TASK STATEMENT:
Copy the line with "Please trace the outline of every instance of the calm" and all lines following it through the last line of the entries, exactly as written.
********************
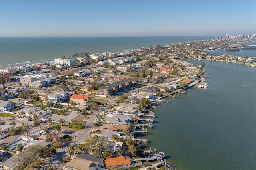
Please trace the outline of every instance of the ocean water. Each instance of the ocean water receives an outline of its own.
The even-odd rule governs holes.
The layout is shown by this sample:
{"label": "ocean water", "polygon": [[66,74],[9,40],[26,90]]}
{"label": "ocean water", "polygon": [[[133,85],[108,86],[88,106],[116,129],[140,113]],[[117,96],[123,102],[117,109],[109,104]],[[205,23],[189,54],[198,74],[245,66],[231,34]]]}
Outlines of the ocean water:
{"label": "ocean water", "polygon": [[147,48],[158,44],[212,39],[214,36],[125,37],[1,37],[0,66],[52,61],[62,56],[82,52],[104,52]]}
{"label": "ocean water", "polygon": [[172,169],[256,169],[256,69],[205,63],[208,87],[192,87],[155,110],[148,147],[164,152]]}

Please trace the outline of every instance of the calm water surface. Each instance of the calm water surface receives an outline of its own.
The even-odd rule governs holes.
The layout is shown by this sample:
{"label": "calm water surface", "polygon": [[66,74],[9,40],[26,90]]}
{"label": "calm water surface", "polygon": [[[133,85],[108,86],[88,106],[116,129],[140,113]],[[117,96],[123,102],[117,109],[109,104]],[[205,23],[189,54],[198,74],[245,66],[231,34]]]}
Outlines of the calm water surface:
{"label": "calm water surface", "polygon": [[149,147],[176,170],[256,169],[256,69],[203,62],[207,89],[192,87],[155,110]]}

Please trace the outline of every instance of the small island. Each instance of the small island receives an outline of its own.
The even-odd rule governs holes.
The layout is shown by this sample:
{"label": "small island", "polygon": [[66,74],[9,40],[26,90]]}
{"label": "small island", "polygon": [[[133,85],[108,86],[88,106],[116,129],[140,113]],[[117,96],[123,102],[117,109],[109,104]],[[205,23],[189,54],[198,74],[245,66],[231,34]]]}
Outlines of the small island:
{"label": "small island", "polygon": [[241,48],[241,49],[252,49],[255,50],[256,49],[256,47],[245,47],[244,48]]}
{"label": "small island", "polygon": [[228,49],[226,49],[225,51],[228,52],[236,52],[240,51],[240,50],[237,48],[229,48]]}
********************
SOLUTION TO THIS EXERCISE:
Please trace the outline of every instance of the calm water surface. Each instance of the calm water surface receives an outline of its own.
The even-odd rule governs holes.
The layout is shown by this sample:
{"label": "calm water surface", "polygon": [[66,74],[9,40],[26,90]]}
{"label": "calm water surface", "polygon": [[[133,85],[108,86],[88,106],[116,129],[140,113]],[[117,96],[123,102],[117,109],[109,104]],[[205,23],[189,54],[198,74],[245,66],[231,34]]]}
Outlines of the calm water surface:
{"label": "calm water surface", "polygon": [[149,147],[176,170],[256,169],[256,69],[203,62],[207,89],[192,87],[155,110]]}

Please trace the outline of every instance of the small island. Each instance of the small island receives an outline of its own.
The even-odd rule governs holes.
The layout is shown by this sample:
{"label": "small island", "polygon": [[66,74],[9,40],[26,90]]}
{"label": "small island", "polygon": [[[133,85],[108,86],[88,106],[116,129],[140,113]],[[117,96],[123,102],[117,109],[109,104]],[[205,23],[189,54],[198,74],[245,66],[231,34]]]}
Outlines of the small island:
{"label": "small island", "polygon": [[241,48],[241,49],[252,49],[255,50],[256,49],[256,47],[245,47],[244,48]]}
{"label": "small island", "polygon": [[228,49],[226,49],[225,51],[228,52],[236,52],[240,51],[240,50],[237,48],[229,48]]}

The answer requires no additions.